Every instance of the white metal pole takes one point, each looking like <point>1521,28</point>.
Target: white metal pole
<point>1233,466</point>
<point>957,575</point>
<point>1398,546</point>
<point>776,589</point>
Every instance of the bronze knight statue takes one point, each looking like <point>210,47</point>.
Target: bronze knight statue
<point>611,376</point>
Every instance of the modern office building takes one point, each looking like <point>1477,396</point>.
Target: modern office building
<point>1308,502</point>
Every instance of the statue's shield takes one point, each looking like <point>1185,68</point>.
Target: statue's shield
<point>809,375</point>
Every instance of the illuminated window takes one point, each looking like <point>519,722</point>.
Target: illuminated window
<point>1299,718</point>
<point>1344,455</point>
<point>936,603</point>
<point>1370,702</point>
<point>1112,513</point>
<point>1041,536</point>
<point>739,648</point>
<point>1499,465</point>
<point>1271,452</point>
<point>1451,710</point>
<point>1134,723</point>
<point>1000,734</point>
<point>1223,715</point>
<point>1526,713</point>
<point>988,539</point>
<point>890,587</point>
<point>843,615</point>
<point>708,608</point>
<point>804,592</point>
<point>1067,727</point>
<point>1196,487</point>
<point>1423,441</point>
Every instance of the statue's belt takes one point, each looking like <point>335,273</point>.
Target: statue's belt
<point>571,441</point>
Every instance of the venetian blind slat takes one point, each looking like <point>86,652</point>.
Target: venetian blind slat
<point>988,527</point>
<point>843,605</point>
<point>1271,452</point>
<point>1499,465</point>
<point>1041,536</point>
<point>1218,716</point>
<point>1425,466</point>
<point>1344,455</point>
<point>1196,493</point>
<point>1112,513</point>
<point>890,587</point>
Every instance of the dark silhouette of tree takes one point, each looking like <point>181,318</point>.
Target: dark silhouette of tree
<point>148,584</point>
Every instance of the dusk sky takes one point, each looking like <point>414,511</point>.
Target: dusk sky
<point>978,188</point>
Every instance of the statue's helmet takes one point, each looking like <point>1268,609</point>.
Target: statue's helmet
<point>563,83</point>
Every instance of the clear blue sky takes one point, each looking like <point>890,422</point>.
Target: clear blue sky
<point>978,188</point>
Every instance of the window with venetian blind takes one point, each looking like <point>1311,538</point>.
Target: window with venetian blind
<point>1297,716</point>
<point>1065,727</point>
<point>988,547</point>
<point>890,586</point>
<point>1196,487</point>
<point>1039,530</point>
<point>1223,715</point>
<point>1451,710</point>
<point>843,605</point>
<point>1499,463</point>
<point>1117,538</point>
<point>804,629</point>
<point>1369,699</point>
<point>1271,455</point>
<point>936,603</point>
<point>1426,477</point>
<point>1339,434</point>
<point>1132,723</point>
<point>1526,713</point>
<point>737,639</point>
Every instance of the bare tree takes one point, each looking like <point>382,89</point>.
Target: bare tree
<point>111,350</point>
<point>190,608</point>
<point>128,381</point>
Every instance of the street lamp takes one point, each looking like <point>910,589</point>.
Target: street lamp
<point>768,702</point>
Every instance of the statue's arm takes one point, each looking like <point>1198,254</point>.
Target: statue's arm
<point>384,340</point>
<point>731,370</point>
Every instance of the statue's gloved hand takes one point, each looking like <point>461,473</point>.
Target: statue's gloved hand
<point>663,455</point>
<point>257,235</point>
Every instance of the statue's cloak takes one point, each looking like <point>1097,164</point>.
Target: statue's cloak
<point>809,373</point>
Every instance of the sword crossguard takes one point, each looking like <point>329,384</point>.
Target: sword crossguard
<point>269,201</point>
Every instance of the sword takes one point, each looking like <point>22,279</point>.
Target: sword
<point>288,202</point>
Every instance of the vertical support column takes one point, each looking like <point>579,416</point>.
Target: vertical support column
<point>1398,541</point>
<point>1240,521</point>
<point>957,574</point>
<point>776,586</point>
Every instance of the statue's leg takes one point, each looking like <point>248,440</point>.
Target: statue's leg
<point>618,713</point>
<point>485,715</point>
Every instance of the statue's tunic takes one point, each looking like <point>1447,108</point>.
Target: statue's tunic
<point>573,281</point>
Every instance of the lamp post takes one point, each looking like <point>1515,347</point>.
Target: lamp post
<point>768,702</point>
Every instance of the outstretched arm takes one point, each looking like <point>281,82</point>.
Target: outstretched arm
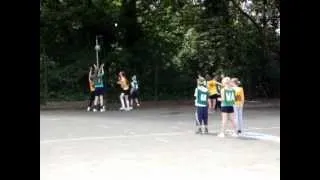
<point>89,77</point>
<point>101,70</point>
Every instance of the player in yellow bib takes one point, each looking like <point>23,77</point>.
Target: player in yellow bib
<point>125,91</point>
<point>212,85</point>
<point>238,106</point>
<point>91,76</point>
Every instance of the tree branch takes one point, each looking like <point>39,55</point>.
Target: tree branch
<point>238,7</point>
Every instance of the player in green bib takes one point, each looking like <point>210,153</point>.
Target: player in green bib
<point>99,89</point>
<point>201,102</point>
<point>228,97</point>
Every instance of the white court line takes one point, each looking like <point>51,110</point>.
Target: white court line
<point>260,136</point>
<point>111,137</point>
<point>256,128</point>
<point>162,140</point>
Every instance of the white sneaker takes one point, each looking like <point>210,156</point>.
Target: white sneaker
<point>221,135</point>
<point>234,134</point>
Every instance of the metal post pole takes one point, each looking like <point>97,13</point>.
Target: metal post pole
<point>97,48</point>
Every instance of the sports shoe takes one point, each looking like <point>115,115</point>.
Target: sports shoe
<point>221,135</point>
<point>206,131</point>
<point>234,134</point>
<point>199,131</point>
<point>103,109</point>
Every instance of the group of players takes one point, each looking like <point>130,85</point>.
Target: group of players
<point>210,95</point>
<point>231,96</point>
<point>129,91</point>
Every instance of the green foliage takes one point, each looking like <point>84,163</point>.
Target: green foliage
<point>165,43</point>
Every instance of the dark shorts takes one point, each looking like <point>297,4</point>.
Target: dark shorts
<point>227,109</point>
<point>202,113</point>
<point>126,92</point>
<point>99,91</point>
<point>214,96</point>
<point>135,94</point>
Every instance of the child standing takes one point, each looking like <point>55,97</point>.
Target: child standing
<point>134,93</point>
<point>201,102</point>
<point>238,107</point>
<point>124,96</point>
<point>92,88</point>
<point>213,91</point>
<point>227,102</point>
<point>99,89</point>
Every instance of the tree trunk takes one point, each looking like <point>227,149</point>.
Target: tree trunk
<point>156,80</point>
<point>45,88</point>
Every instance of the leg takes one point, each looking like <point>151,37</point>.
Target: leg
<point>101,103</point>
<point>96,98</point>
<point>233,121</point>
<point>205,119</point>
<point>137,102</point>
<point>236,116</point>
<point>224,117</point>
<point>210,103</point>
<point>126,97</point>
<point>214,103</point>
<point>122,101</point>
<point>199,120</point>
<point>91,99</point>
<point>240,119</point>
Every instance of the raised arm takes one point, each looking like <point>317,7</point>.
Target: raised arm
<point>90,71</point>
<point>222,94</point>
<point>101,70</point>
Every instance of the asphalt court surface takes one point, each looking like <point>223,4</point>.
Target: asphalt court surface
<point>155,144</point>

========

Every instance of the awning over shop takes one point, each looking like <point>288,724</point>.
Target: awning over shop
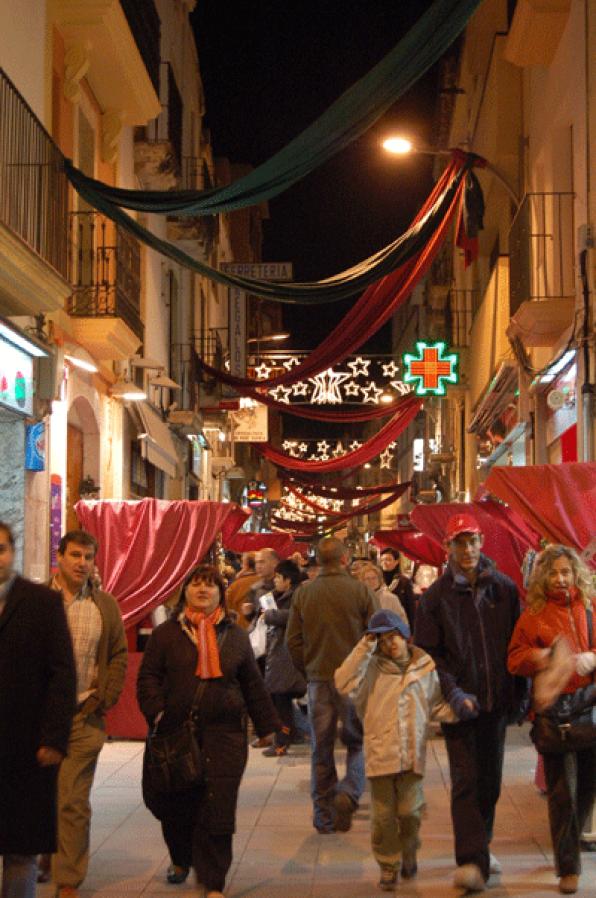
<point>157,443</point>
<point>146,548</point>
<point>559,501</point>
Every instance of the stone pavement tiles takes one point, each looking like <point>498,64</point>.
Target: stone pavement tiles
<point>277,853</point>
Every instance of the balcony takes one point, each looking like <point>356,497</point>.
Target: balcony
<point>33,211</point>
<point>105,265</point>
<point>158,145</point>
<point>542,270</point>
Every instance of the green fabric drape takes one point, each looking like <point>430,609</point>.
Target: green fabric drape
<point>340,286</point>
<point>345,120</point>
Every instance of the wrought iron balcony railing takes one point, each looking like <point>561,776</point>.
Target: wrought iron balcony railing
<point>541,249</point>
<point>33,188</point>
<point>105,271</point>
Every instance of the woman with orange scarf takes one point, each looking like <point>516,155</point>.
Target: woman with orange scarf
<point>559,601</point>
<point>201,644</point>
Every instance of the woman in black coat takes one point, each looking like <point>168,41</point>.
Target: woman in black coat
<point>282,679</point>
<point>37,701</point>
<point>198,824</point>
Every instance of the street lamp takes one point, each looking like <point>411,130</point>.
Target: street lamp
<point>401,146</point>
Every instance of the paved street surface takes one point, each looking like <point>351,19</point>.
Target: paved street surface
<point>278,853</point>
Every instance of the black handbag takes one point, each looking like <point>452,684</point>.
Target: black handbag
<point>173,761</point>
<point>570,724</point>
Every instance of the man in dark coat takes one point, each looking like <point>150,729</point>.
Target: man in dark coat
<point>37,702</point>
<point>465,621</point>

========

Requirement: Write out the lines from the one with "Every instance of the white metal" up to and including the one with "<point>809,375</point>", changing "bronze" to "stone" and leaving everything else as it is.

Expected answer:
Every instance of the white metal pole takes one point, each looking like <point>1521,28</point>.
Target: white metal pole
<point>1233,466</point>
<point>957,575</point>
<point>1398,546</point>
<point>776,589</point>
Every instance of the stone knight statue takes one point, each looking like <point>210,47</point>.
Target: stone knight statue
<point>611,376</point>
Every instance of the modern office building takes one point, each looking like <point>1477,396</point>.
Target: modern office building
<point>1308,502</point>
Every instance of the statue's shield takes one point, each looking like <point>1185,68</point>.
Target: statue's shield
<point>809,375</point>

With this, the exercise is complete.